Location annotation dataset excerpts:
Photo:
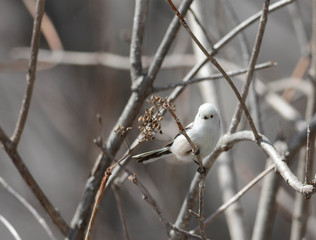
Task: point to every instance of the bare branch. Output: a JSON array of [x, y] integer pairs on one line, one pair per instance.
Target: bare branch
[[151, 201], [213, 77], [29, 207], [127, 117], [140, 16], [48, 59], [11, 229], [218, 66], [235, 198], [227, 142], [254, 56], [31, 75], [116, 190], [30, 181]]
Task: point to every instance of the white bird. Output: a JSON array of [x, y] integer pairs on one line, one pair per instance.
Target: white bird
[[204, 133]]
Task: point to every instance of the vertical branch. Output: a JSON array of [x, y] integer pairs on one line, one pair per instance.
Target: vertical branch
[[31, 74], [25, 173], [116, 190], [253, 60], [96, 206], [309, 159], [29, 207], [140, 16], [219, 68], [201, 205], [129, 114], [305, 166], [210, 93]]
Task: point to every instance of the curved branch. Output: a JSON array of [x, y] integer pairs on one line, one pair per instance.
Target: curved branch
[[30, 77], [140, 15], [227, 142], [30, 181]]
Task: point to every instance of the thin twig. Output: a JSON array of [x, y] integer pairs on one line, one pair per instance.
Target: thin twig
[[116, 191], [227, 142], [218, 66], [129, 114], [30, 181], [254, 56], [140, 16], [47, 59], [201, 205], [31, 75], [214, 76], [96, 206], [235, 198], [11, 229], [29, 207], [309, 158], [151, 201]]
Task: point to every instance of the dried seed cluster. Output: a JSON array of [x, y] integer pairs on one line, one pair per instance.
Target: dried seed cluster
[[149, 123], [122, 130]]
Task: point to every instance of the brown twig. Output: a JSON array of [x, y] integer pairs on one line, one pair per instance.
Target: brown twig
[[308, 157], [151, 201], [30, 181], [218, 66], [29, 207], [201, 205], [214, 76], [10, 228], [129, 114], [96, 206], [116, 191], [140, 16], [235, 198], [31, 75], [102, 186], [254, 56]]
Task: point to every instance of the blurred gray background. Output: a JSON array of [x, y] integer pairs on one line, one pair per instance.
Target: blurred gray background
[[57, 144]]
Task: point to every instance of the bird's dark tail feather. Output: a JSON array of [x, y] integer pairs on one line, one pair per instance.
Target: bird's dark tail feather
[[151, 156]]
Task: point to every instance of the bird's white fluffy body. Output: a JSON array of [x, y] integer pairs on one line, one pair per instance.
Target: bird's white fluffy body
[[204, 132]]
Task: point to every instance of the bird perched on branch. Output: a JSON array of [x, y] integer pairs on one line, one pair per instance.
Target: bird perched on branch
[[204, 132]]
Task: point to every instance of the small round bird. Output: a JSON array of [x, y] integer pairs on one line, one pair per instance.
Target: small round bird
[[204, 133]]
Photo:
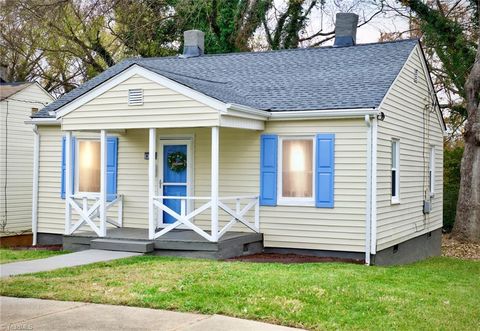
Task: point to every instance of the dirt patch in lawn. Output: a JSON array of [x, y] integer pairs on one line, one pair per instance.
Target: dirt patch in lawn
[[290, 258], [454, 248]]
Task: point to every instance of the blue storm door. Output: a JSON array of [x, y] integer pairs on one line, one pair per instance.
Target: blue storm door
[[174, 177]]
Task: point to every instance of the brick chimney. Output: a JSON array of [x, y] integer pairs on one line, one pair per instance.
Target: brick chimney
[[193, 43], [345, 29]]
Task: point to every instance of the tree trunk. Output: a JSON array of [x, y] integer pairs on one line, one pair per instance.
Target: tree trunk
[[467, 220]]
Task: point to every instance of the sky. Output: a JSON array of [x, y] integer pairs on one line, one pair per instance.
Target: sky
[[386, 22]]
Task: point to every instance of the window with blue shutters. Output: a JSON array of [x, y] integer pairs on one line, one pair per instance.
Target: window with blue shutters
[[296, 175], [86, 166], [297, 170]]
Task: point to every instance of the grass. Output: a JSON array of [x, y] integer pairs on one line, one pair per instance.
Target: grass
[[12, 255], [438, 294]]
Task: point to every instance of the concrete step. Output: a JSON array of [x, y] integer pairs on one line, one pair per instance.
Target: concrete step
[[122, 245]]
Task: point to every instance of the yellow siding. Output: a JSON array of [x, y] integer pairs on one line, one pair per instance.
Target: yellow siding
[[162, 107], [341, 228], [18, 155], [404, 109]]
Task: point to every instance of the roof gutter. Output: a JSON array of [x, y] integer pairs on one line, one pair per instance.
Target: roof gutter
[[43, 121], [324, 113], [248, 110], [302, 114]]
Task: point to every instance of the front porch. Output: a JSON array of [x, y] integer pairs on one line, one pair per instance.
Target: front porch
[[185, 243], [194, 218]]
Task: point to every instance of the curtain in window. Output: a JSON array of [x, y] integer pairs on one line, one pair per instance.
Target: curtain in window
[[297, 169]]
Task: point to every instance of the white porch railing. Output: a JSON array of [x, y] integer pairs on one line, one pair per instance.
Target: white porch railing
[[237, 215], [87, 206]]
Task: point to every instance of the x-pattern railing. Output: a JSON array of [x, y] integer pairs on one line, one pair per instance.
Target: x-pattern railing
[[182, 218], [87, 206]]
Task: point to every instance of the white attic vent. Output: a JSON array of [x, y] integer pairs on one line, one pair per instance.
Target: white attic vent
[[135, 97]]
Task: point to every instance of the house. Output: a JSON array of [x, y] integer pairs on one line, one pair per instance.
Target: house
[[331, 151], [18, 101]]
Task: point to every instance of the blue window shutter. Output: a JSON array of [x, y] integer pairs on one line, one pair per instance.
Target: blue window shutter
[[325, 169], [62, 192], [112, 167], [268, 170]]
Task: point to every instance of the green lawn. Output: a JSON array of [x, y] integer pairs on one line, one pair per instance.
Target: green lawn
[[437, 294], [12, 255]]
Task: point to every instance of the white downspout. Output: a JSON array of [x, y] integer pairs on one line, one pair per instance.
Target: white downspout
[[36, 164], [373, 199], [368, 207]]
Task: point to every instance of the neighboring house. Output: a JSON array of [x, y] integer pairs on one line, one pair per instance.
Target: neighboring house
[[333, 151], [18, 101]]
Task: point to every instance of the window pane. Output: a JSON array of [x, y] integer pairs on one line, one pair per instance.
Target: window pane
[[394, 182], [297, 169], [89, 166], [394, 154]]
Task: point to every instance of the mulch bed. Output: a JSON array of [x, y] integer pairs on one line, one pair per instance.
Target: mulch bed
[[38, 248], [290, 258], [453, 248]]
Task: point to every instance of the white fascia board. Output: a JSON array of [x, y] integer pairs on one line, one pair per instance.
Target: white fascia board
[[43, 121], [326, 113], [45, 91], [146, 73]]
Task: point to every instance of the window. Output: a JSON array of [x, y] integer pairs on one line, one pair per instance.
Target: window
[[296, 171], [431, 171], [88, 169], [135, 97], [395, 171]]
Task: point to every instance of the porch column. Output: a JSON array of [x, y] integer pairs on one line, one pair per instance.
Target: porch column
[[151, 181], [68, 180], [214, 183], [103, 183]]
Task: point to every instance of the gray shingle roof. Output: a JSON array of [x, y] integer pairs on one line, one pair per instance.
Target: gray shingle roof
[[300, 79]]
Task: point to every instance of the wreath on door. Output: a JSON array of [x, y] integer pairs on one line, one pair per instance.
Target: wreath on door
[[177, 161]]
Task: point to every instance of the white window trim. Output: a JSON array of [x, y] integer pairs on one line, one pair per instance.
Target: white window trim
[[288, 201], [77, 168], [396, 197], [432, 170]]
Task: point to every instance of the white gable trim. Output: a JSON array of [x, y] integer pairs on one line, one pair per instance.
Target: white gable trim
[[417, 51], [148, 74], [423, 61]]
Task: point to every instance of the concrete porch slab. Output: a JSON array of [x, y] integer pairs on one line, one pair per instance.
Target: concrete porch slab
[[61, 261]]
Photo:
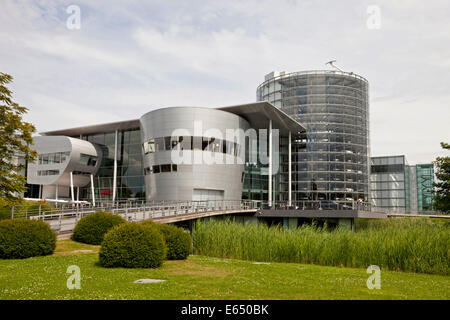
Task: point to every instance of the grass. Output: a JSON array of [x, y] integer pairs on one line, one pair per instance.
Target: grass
[[201, 277], [413, 245]]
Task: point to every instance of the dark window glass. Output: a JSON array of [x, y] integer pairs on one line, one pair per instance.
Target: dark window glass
[[159, 144], [197, 143], [165, 168], [167, 143]]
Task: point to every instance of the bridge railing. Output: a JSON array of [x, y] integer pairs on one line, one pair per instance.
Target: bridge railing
[[145, 210], [318, 205]]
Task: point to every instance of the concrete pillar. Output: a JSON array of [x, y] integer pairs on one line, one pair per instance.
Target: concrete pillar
[[115, 167], [71, 186], [270, 165], [92, 190], [290, 171], [293, 223], [347, 223]]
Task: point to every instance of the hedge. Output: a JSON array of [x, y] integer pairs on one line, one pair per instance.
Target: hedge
[[178, 242], [133, 245], [22, 238]]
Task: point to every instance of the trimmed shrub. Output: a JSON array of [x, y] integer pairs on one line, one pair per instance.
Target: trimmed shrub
[[92, 228], [178, 242], [22, 238], [133, 245]]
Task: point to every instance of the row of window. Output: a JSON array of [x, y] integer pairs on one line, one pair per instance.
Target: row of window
[[88, 160], [47, 172], [161, 168], [190, 143], [55, 157]]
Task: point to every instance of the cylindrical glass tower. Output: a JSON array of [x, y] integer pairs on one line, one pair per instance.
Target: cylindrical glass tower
[[329, 162]]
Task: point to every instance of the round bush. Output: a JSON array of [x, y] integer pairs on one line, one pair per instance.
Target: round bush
[[133, 245], [177, 241], [92, 228], [22, 238]]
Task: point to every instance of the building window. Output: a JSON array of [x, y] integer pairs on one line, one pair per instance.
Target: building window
[[47, 172], [165, 168], [88, 160]]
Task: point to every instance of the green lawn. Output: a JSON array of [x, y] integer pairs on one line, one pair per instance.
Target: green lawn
[[205, 278]]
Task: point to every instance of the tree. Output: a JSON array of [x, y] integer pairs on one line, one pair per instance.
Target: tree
[[442, 192], [15, 141]]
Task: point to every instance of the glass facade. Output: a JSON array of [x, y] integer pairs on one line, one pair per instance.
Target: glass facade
[[130, 173], [330, 161], [425, 179], [389, 182], [399, 187]]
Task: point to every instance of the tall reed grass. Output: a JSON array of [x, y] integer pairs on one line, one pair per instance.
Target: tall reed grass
[[416, 245]]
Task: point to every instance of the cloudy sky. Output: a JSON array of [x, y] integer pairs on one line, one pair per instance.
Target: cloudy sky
[[130, 57]]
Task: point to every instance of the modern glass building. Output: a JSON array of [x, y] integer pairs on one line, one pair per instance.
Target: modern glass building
[[399, 187], [330, 160], [388, 183], [133, 160]]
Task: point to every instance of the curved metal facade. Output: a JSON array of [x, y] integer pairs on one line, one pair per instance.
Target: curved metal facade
[[58, 157], [331, 160], [166, 180]]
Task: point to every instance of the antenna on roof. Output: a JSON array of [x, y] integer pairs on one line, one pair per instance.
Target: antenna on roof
[[331, 64]]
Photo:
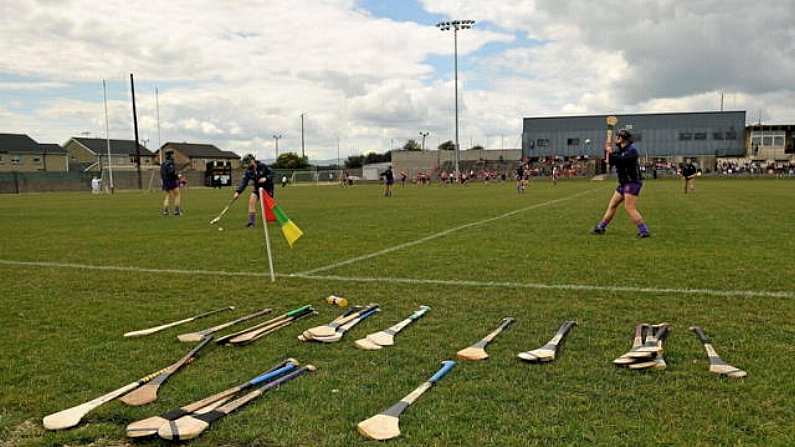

_Aim_
Can you rewrite the items starting with the line that contains "Task: point to every instance of the white window" and going on through the line that contains "[[159, 144], [197, 143], [165, 168], [167, 143]]", changing "integer pairs" to "number pairs" and keeping everything else the same? Leave the pictures out of your answer.

_Written response_
Task: point to every instance of the white window trim. Output: a JSON array of [x, y] number pairs on one line, one pair per instance.
Target: white window trim
[[288, 201], [77, 168], [396, 197], [432, 170]]
Task: point to every instance of the white gable trim. Output: a JSON array of [x, y] number pairs on one line, one pair per instance.
Target: white gable trim
[[417, 51], [148, 74], [423, 61]]
Task: point to every instance of the concrete porch slab. Output: a JSON array of [x, y] number pairs on one line, one pair per instance.
Target: concrete porch slab
[[61, 261]]
Photo:
Task: point to every instance of the grass. Output: a JSON array of [x, y] number pairs on one line, one pair per instance.
Target: grass
[[201, 277], [413, 245]]
Task: point to every instance of the dark window glass. Output: a JSON array of [x, y] number pairs on one line, one pair per instance.
Target: dark window glass
[[159, 144], [197, 143], [165, 168], [167, 143]]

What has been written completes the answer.